*Exercise goal*
In the passage on calorie restriction, what does one reasonable estimate give as the standard deviation for life expectancy?
=== Selected extract ===
This outcome looks marvelous when you start playing the guitar with ratios, but when you get down to the details, the effect just barely exceeds random variation.  And this is with a highly controlled experimental study where we know exactly what each monkey is getting and we can measure with great precision all the variables we study.  And, consider, too, that this is a 30% reduction in normal calorie intake every day of life for every monkey in the treatment group.  That is a huge change in normal behavior, just to obtain an effect that can be made to look large or beneficial or important, but that is actually just barely detectable over random variation.

3.  Consider, now, my problem as a persuasion campaign guy trying to mount an intervention aimed at influencing people to eat 30% fewer calories every day for the rest of their lives.  And, this 30% reduction is not aimed at their current consumption level which is way too high to begin with.  It’s aimed at the “normal” or “average” level which is about 2,200 calories for a normal weight adult.  Thus, I’m gonna tell people who are eating 3,000 calories or more a day (and are overweight or obese as a result), that they need to get down to 1,200 calories a day.  You’ll live LONGER because the monkey science says so.  It’s experimental.  It’s replicated.  It’s cross-species.  It’s diddles your DNA.  It’s Science!

PT BarnumAnd, for what real effect?  A possible gain in life span.  By one reasonable estimate (PDF), the standard deviation for life expectancy is about 15 years.  With a small of effect of .2 we are talking about an average expected gain in life of 3 years.  Thus, if you cut down to 1,800 calories a day for your entire life, you can expect to live on average 3 more years.

I’ll need to bring back P.T. Barnum from the dead to sell that proposition.

4.  Hey, instead of people having to do the heavy lifting of big calorie restriction, maybe we can make a pill that creates the same effect.  Now, that’s a persuasion proposition of an entirely different color.  Instead of poor old me having to design and run an intervention that tries to convince people to eat 1,200 calories a day, all I have to do is find the pill, get a patent that kills any potential competitor, unleash a media ad campaign, and rake in the big bucks.  But, remember, to achieve this gain, you have to take this pill your entire life.  That might cost some money.  And, of course, there’s no real serious chance of side effects like an erection lasting longer than four hours, vaginal dryness, wretching, runs, liver damage, or birth defects since you’re taking a pill that will affect the molecular functioning of your DNA!?!
=== Data extracts ===
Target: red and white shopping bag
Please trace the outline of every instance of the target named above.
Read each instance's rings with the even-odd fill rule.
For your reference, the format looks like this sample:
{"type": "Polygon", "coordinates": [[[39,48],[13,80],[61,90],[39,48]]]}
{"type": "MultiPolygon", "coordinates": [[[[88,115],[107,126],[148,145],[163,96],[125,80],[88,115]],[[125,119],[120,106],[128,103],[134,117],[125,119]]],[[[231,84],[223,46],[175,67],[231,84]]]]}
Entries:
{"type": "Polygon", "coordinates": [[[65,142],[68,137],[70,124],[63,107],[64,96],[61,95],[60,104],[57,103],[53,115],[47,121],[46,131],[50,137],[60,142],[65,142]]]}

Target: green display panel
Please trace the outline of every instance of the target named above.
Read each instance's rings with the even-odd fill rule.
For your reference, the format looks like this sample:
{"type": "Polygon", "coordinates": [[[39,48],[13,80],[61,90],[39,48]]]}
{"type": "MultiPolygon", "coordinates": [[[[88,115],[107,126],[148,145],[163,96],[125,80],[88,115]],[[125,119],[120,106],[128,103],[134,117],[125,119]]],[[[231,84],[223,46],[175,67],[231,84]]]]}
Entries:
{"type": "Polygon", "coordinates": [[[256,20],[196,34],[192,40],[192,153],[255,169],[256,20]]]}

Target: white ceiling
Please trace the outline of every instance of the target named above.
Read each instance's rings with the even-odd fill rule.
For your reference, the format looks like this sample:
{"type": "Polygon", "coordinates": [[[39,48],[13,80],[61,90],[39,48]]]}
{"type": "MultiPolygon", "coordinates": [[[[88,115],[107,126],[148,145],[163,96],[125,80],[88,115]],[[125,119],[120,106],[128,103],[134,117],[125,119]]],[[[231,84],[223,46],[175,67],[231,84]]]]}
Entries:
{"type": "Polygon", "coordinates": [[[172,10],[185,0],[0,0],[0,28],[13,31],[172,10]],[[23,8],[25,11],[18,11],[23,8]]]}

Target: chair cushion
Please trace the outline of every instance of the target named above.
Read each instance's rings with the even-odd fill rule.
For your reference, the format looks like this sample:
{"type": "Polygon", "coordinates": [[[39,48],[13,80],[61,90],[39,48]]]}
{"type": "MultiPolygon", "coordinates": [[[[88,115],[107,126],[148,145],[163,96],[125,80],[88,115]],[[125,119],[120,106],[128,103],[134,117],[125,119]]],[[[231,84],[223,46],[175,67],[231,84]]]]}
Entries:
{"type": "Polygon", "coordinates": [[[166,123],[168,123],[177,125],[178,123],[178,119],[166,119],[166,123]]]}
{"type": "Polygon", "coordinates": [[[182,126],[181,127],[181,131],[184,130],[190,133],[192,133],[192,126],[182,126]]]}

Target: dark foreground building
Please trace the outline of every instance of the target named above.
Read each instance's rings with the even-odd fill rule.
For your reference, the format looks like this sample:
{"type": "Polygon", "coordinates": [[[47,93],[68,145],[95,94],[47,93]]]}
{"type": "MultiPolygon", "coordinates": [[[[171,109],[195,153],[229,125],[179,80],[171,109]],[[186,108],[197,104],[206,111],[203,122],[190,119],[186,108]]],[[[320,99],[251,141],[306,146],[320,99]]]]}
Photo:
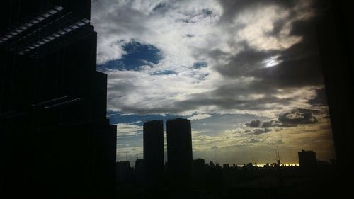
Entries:
{"type": "Polygon", "coordinates": [[[0,198],[110,198],[115,127],[89,0],[0,8],[0,198]]]}
{"type": "Polygon", "coordinates": [[[144,123],[143,131],[145,186],[161,186],[164,170],[163,121],[144,123]]]}
{"type": "Polygon", "coordinates": [[[167,169],[169,186],[190,188],[193,175],[190,120],[167,120],[167,169]]]}

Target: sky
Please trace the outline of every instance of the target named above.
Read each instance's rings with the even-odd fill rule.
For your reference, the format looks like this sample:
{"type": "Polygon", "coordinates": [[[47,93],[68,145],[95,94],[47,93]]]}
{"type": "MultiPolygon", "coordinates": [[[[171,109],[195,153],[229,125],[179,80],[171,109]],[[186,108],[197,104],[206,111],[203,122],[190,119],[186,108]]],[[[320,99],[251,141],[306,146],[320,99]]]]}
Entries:
{"type": "Polygon", "coordinates": [[[193,159],[207,162],[273,163],[277,146],[285,163],[302,149],[335,158],[319,4],[92,1],[117,160],[142,157],[144,122],[175,118],[191,120],[193,159]]]}

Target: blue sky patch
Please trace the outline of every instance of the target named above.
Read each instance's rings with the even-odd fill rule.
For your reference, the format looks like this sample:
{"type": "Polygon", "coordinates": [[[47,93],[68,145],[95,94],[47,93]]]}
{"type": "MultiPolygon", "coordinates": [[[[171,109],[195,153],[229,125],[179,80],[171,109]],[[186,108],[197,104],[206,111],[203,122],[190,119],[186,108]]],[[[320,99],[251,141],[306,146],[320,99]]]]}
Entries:
{"type": "Polygon", "coordinates": [[[100,71],[107,69],[137,71],[141,69],[140,67],[152,63],[156,64],[161,59],[160,50],[152,45],[132,41],[122,47],[126,54],[122,56],[122,59],[108,61],[98,65],[98,69],[100,71]]]}
{"type": "Polygon", "coordinates": [[[199,62],[193,64],[193,69],[200,69],[207,67],[207,64],[205,62],[199,62]]]}

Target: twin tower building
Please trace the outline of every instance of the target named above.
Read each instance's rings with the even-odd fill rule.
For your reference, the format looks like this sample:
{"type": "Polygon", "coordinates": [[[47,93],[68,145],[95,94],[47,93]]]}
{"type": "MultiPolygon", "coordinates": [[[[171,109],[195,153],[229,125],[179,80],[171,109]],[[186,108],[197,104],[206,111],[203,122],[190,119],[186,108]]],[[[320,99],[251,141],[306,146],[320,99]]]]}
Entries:
{"type": "Polygon", "coordinates": [[[193,150],[190,120],[177,118],[166,122],[167,163],[164,165],[164,123],[144,123],[145,185],[170,188],[189,188],[192,183],[193,150]]]}

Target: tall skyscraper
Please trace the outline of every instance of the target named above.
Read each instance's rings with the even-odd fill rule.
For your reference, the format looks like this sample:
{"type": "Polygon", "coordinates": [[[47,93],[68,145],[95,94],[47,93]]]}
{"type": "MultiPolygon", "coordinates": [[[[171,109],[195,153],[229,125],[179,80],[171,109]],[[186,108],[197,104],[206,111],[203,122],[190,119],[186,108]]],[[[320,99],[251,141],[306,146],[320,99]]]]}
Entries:
{"type": "Polygon", "coordinates": [[[145,186],[161,186],[164,171],[162,120],[144,123],[144,163],[145,186]]]}
{"type": "Polygon", "coordinates": [[[90,9],[90,0],[1,2],[0,198],[114,195],[116,130],[90,9]]]}
{"type": "Polygon", "coordinates": [[[303,168],[314,167],[317,165],[316,153],[313,151],[304,151],[297,152],[299,155],[299,163],[303,168]]]}
{"type": "Polygon", "coordinates": [[[190,120],[167,120],[167,169],[170,187],[190,188],[193,175],[190,120]]]}

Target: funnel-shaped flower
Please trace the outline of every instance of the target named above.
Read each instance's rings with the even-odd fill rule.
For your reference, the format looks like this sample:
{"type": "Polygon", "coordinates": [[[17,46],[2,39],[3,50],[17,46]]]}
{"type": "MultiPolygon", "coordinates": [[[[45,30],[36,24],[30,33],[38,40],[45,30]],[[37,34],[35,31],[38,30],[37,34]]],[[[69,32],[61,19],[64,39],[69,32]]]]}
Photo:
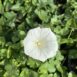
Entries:
{"type": "Polygon", "coordinates": [[[56,35],[50,28],[38,27],[31,29],[23,44],[26,55],[42,62],[54,57],[58,50],[56,35]]]}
===
*Result*
About 15 years.